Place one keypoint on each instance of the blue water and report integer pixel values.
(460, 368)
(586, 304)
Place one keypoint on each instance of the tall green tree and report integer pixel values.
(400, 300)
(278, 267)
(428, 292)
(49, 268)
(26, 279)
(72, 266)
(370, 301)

• [Your goal]
Copy every line of the entries above verbatim, keeping the original order.

• [Answer to this task]
Place one keypoint on each instance of the blue water and report integer pixel values.
(460, 368)
(586, 304)
Place one keypoint on each instance of the tall green tree and report integer pixel values.
(400, 300)
(278, 267)
(428, 292)
(49, 268)
(26, 279)
(72, 266)
(370, 301)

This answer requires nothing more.